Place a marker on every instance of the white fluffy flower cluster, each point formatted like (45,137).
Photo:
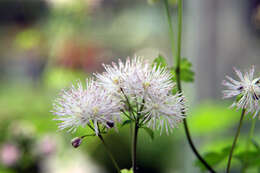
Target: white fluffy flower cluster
(91,106)
(247,89)
(133,88)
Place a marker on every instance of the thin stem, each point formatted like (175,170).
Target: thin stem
(170,26)
(195,150)
(179,43)
(178,72)
(250,136)
(235,140)
(134,146)
(110,154)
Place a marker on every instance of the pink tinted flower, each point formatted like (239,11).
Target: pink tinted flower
(9,154)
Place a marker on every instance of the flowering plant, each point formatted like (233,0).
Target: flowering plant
(146,95)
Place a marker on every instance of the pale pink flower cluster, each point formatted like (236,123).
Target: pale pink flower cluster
(80,107)
(150,88)
(147,89)
(247,88)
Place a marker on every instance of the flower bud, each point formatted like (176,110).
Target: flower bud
(76,142)
(110,124)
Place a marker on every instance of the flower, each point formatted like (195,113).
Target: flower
(164,111)
(247,88)
(148,88)
(80,107)
(9,154)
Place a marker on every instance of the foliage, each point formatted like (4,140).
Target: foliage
(187,75)
(126,171)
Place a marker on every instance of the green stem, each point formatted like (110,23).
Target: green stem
(179,43)
(109,153)
(250,136)
(178,72)
(134,146)
(235,140)
(170,26)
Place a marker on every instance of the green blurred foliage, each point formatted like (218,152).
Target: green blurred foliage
(126,171)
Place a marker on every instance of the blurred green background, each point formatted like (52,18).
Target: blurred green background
(45,45)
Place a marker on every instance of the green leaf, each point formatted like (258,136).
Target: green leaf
(126,171)
(251,158)
(149,132)
(126,122)
(213,158)
(187,75)
(255,143)
(160,62)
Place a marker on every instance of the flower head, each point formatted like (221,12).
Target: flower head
(80,107)
(149,87)
(247,88)
(164,111)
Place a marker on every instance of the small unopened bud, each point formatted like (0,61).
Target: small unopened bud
(110,124)
(76,142)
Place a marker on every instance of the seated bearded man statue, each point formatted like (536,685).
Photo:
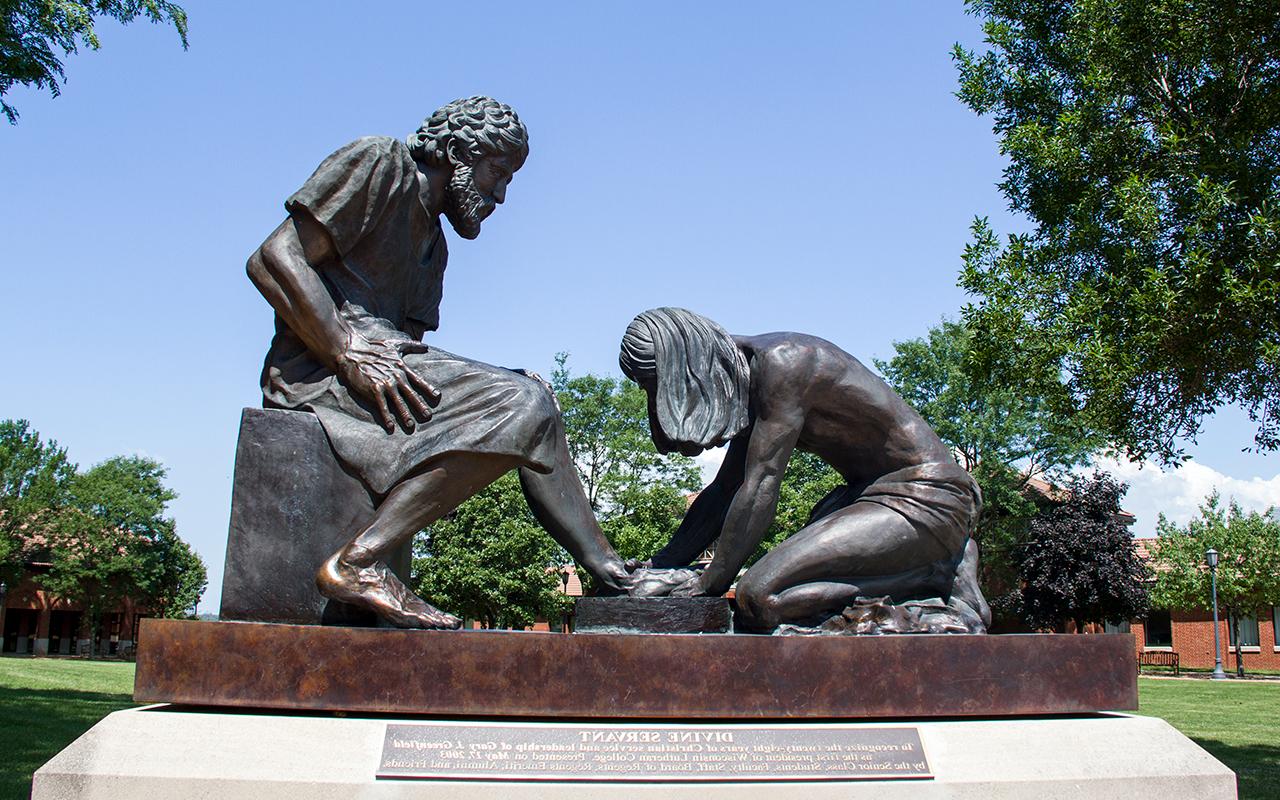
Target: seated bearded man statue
(899,529)
(355,274)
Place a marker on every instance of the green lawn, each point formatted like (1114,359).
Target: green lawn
(1237,721)
(45,703)
(48,703)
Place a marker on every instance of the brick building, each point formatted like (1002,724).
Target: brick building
(36,622)
(1191,635)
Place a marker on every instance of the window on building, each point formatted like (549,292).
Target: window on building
(1248,631)
(1159,630)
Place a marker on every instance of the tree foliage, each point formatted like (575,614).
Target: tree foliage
(36,33)
(35,476)
(103,531)
(1079,561)
(113,540)
(1143,144)
(1248,567)
(490,561)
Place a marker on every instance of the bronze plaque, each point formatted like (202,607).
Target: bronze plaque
(565,752)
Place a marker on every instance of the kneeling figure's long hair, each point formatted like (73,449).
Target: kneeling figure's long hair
(702,378)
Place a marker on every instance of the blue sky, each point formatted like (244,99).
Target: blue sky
(775,169)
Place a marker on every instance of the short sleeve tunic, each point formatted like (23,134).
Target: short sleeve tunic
(388,278)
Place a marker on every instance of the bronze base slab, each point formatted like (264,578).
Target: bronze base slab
(513,673)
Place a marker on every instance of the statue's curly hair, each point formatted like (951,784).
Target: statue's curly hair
(480,126)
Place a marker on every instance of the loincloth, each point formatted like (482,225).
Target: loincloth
(937,499)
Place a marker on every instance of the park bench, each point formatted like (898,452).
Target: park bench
(1159,658)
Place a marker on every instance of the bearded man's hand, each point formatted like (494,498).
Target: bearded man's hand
(376,371)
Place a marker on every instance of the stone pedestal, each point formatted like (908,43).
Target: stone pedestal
(293,504)
(652,616)
(160,752)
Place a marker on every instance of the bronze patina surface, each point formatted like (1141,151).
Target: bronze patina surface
(501,673)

* _To be done_
Reproduce all of the lines above word for word, leaving out the pictures.

* _Final result_
Place a marker on every instance of the white fluffy flower cluster, each point formatted like (45,137).
Photo:
Target: white fluffy flower cluster
(91,106)
(247,89)
(133,88)
Place a marker on every instance of the thin stem, each point formatted like (175,170).
Target: thin stem
(170,26)
(195,150)
(179,43)
(178,72)
(250,136)
(235,140)
(134,146)
(110,154)
Place a marker on every instance of the pink tinted flower, each point formatted like (239,11).
Target: pink tinted flower
(9,154)
Place a marker on every instance of the flowering plant, each point formatted like (233,0).
Target: flowering plant
(146,95)
Place a marker on every instance of the pale pink flower cluster, each point formatted like (236,123).
Target: pale pink flower cluster
(80,107)
(150,88)
(147,89)
(247,88)
Place a marker on every instance of the flower bud, each point formatted like (176,110).
Target: flower bud
(76,142)
(110,124)
Place a marker on every instance of the flower, each point formatted like (195,113).
Target: flower
(164,111)
(247,88)
(148,88)
(80,107)
(9,154)
Place a marker on every instance of the foliage, each point formatted like (4,140).
Target: foliage
(187,75)
(126,171)
Place a marker on every instance of the green stem, each point formatted like (110,23).
Target: green stem
(179,43)
(109,153)
(250,136)
(178,72)
(134,146)
(235,140)
(170,26)
Place a marker on every instance of the green blurred foliage, each point formatted like (218,152).
Target: green blurred foliage
(126,171)
Place a marker on every instance of the blurred green background, each point formatted like (52,18).
Target: blurred green background
(45,45)
Place a marker on every instance of the green leaf, each point formatted like (258,136).
Target: green leaf
(126,171)
(251,158)
(149,132)
(126,122)
(213,158)
(187,75)
(255,143)
(160,62)
Place a marker on every instance of the flower head, each point formatted like (221,12).
Target: flower head
(80,107)
(149,87)
(247,88)
(164,111)
Place a marker on every instance of the small unopened bud, each point formatted like (0,61).
Target: small unopened bud
(110,124)
(76,142)
Place a marker on every instance of the seated bearded man statue, each point formatted like (536,685).
Photo:
Target: seated bearded man statue
(899,529)
(355,274)
Place a marker on every instance of the green lawn, each point formatted like (1114,359).
Target: green lawn
(1237,721)
(45,703)
(48,703)
Place a marker on every instance of the brick building, each point formatted like (1002,724).
Target: brick building
(36,622)
(1191,635)
Place a marker on every instance of the window on building, each point formatted like (549,292).
Target: window on building
(1248,631)
(1159,630)
Place a marker on every instance of the tree foliage, each point formatted like (575,614).
Target: tree foliage
(36,33)
(35,476)
(103,531)
(1079,561)
(113,540)
(1143,144)
(1248,567)
(490,561)
Place a marker on every instance of the bronze plaque, each point formatted like (202,607).
Target: bronze plaque
(565,752)
Place a marker on every instance of the kneeling figure's long hair, each point formatted like (73,449).
Target: kneeling figure's long hair
(702,378)
Place a marker on every instance of the blue sky, each point formatted like (244,99).
Target: blue sky
(775,169)
Place a marker on every instance of the short sleeve tunic, each point formatted like (23,134).
Target: short sleeve tunic
(388,278)
Place a marker on every instance of the bronze base slab, each point formatted like (264,578).
Target: bronze base slab
(513,673)
Place a marker on every instance of the statue's curly hair, each point formatted like (951,784).
Target: statue's curly hair
(480,126)
Place a marker on every instance of the loincloth, each point formatted like (482,225).
Target: loincloth
(937,499)
Place a marker on every instance of the park bench, each point formatted like (898,452).
Target: park bench
(1159,658)
Place a marker on every instance of the bearded man's hand, each point formatted like (494,498).
Target: bearded man's hand
(376,371)
Place a marker on every instance of the stone pedestal, each point formatted like (908,43).
Target: stone pedestal
(293,504)
(652,616)
(160,752)
Place a marker on every instance of the bronze patina surface, each point formatted like (1141,151).
Target: bronze patina surface
(501,673)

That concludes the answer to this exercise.